§ **Given task**: Copy the part of the climate conference text between "Signaling the political" and "2015 Paris outcome.", inclusive.

USCIB President and CEO Peter Robinson at a press conference in Lima, Peru on December 8. “If a global agreement on climate change doesn’t work for and with businesses, it just won’t work,” he said.
USCIB President and CEO Peter Robinson at a press conference in Lima, Peru on December 8. “If a global agreement on climate change doesn’t work for and with businesses, it just won’t work,” he said.

The United Nations climate change conference wrapped up in the wee hours of Sunday in Lima, Peru ending two weeks of climate talks and 36 straight hours of negotiations over the weekend. Member states agreed to a common structure for reducing greenhouse gas emissions – known in the UN as “Intended Nationally Determined Pledges” – and to move ahead on a broader international climate agreement that would enter into force in 2020.

The UN Framework Convention on Climate Change’s (UNFCCC) 20th
Conference of the Parties (COP20), which took place in Lima from December 1 to 12, set the foundation for an intense year of negotiations leading to a long term, comprehensive climate agreement in Paris 2015.

Signaling the political challenges of the task at hand, the 194 governments struggled for consensus on a five page decision that would allow the process to continue. Conflicts between rich and developing nations bogged down efforts to build a draft of the final Paris 2015 climate agreement, in sharp contrast to strong interest by businesses and other stakeholders to be more substantively involved in action and consultation towards the 2015 Paris outcome.

“Lima’s outcomes show the scale of the task before governments and society in limiting greenhouse gases, planning for energy transitions, and linking resilience and development,” said Norine Kennedy, USCIB’s vice president for strategic international engagement, energy and the environment. “Business innovation and investment are indispensable, and USCIB is ready to continue to inform and support these vital economic and environmental deliberations going forward.”

USCIB and the Major Economies Business Forum

L-R: Norine Kennedy (USCIB), Honorable James Bacchus (Chair, ICC Trade and Investment Commission) and Diego de la Torre (CONFIEP) at the BizMEF Lima Business Dialogue.
L-R: Norine Kennedy (USCIB), Honorable James Bacchus (Chair, ICC Trade and Investment Commission) and Diego de la Torre (CONFIEP) at the BizMEF Lima Business Dialogue.

Committed to forging a recognized consultative role for business in the United Nations climate agreement to be finalized next year in Paris, the Major Economies Business Forum (BizMEF), of which USCIB is a member, co-hosted the “Lima Business Dialogue” during COP20 in Lima. The Dialogue was organized in partnership with, and hosted by, the Lima Chamber of Commerce on December 7.

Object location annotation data
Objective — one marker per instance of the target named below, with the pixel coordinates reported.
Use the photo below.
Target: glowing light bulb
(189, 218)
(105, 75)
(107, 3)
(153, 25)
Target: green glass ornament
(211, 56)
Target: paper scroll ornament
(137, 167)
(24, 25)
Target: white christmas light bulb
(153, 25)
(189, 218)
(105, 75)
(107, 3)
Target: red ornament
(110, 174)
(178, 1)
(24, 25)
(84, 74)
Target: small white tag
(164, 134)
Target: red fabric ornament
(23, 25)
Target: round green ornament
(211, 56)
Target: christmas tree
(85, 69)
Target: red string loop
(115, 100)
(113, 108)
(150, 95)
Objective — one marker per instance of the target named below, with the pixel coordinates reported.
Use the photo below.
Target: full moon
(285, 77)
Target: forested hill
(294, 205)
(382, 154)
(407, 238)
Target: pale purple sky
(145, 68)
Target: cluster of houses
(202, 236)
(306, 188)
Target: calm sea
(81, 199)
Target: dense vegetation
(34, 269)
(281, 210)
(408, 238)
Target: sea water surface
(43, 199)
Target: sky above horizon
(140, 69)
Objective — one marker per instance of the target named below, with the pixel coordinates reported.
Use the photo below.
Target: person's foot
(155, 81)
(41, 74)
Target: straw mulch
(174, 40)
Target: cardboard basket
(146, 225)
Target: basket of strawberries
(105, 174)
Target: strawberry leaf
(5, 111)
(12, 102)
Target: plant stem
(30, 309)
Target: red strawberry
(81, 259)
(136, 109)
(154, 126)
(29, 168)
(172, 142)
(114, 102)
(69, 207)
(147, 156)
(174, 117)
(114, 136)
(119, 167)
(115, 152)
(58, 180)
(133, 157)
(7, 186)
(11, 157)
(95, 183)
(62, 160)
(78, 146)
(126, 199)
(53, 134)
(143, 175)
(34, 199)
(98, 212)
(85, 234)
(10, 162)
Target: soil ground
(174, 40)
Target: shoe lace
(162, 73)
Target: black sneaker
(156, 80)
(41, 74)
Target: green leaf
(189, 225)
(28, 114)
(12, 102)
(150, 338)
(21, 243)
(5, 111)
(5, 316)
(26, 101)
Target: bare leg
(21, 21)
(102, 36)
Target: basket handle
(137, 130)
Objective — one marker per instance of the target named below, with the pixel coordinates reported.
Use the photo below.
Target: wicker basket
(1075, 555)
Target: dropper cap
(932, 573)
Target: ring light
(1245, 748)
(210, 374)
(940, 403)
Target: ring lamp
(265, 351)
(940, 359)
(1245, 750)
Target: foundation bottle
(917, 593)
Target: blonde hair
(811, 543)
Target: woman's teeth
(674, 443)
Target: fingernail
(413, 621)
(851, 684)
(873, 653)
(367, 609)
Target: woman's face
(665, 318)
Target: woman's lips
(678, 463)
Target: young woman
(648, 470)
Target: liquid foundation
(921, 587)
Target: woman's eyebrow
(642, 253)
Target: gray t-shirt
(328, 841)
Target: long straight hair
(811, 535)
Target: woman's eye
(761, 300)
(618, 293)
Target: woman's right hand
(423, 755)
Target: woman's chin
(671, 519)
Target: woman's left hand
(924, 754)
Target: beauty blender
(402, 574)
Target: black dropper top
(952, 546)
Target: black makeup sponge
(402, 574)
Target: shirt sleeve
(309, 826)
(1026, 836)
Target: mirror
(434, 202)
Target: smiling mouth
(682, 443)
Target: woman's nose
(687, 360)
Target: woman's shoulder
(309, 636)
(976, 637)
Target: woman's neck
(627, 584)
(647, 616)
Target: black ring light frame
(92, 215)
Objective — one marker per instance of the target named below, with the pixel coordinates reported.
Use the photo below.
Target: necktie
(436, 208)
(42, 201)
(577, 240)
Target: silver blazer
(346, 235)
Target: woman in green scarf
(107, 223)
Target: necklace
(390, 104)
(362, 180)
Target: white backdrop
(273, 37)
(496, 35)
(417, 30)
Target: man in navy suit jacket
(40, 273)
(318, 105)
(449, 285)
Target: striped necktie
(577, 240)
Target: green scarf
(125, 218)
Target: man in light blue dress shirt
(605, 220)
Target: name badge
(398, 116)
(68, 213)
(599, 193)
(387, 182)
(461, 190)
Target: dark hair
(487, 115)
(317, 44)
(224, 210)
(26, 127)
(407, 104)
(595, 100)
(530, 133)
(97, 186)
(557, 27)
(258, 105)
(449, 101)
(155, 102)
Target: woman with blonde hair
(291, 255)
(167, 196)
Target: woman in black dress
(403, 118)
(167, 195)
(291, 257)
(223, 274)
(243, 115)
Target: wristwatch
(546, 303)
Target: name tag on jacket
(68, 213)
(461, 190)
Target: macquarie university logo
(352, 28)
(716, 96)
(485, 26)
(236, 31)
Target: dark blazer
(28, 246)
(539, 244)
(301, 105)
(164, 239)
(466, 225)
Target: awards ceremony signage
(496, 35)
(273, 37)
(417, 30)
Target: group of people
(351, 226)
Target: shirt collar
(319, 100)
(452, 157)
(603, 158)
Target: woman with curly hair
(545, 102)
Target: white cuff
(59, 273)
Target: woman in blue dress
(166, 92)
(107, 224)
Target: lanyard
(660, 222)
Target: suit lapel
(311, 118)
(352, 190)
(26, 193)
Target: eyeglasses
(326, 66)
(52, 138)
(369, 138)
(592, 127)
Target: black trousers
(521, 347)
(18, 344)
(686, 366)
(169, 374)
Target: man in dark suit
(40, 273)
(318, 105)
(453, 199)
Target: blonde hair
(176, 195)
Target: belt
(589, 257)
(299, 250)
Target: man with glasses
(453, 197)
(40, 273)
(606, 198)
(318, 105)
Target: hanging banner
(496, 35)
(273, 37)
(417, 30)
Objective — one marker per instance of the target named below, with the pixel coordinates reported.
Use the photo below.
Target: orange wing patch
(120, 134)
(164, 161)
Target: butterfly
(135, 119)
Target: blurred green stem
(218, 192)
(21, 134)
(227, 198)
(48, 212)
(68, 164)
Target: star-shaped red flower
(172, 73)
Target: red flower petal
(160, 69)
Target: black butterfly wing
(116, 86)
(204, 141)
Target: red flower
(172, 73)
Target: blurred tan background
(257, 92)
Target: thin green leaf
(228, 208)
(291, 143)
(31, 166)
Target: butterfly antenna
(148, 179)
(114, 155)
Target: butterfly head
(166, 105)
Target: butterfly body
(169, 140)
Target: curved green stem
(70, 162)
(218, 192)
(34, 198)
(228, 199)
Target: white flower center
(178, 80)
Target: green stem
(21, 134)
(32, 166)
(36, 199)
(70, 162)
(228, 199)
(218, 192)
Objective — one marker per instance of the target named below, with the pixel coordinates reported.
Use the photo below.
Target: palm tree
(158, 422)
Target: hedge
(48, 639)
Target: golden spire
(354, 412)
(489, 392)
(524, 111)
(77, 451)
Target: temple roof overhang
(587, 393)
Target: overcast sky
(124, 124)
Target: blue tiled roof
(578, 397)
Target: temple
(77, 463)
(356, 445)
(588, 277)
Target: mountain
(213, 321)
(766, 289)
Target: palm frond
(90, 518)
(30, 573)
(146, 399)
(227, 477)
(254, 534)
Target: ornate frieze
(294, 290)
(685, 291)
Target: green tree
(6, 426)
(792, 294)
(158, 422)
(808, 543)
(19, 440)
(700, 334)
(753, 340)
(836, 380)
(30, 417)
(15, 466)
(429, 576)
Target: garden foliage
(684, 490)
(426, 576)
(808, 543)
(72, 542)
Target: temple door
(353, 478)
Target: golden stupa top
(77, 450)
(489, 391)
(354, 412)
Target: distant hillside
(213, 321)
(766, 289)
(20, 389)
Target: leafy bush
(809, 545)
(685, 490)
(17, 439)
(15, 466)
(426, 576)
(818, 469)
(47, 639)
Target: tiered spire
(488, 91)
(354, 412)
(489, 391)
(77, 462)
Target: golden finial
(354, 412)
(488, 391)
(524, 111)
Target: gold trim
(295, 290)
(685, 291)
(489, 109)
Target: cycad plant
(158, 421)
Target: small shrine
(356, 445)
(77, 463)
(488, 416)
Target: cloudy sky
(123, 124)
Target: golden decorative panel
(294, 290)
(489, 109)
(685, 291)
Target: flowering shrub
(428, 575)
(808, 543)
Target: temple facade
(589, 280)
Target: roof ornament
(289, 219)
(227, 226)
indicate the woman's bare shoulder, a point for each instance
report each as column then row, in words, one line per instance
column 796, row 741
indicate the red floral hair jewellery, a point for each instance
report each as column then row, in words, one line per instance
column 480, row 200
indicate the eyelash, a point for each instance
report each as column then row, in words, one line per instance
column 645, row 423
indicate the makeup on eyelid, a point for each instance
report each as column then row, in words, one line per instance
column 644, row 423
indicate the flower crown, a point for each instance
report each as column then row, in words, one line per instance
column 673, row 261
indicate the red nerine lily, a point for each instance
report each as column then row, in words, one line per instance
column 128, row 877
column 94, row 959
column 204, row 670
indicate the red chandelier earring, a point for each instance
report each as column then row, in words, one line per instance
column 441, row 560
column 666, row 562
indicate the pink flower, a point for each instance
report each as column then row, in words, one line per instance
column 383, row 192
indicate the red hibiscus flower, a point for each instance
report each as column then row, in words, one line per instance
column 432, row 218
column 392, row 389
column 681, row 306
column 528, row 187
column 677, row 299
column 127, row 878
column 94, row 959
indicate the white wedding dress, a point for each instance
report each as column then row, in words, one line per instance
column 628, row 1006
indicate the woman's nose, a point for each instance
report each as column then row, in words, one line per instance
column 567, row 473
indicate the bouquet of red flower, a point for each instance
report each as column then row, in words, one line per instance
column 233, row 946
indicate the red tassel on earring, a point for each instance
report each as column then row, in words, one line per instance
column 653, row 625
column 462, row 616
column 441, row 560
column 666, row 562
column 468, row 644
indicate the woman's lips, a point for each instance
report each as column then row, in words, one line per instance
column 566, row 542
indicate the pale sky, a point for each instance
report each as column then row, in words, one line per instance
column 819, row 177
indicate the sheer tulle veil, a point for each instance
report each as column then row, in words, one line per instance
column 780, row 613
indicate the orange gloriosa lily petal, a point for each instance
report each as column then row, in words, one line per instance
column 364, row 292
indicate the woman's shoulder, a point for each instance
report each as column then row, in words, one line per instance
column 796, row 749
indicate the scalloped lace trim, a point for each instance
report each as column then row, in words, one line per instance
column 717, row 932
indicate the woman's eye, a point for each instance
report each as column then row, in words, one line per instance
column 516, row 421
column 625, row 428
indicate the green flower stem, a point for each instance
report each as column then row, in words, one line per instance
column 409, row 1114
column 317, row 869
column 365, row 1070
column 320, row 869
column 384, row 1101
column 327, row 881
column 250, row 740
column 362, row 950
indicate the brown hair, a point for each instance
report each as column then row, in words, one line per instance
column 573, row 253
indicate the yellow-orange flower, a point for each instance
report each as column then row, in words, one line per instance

§ **Output for this task**:
Signaling the political challenges of the task at hand, the 194 governments struggled for consensus on a five page decision that would allow the process to continue. Conflicts between rich and developing nations bogged down efforts to build a draft of the final Paris 2015 climate agreement, in sharp contrast to strong interest by businesses and other stakeholders to be more substantively involved in action and consultation towards the 2015 Paris outcome.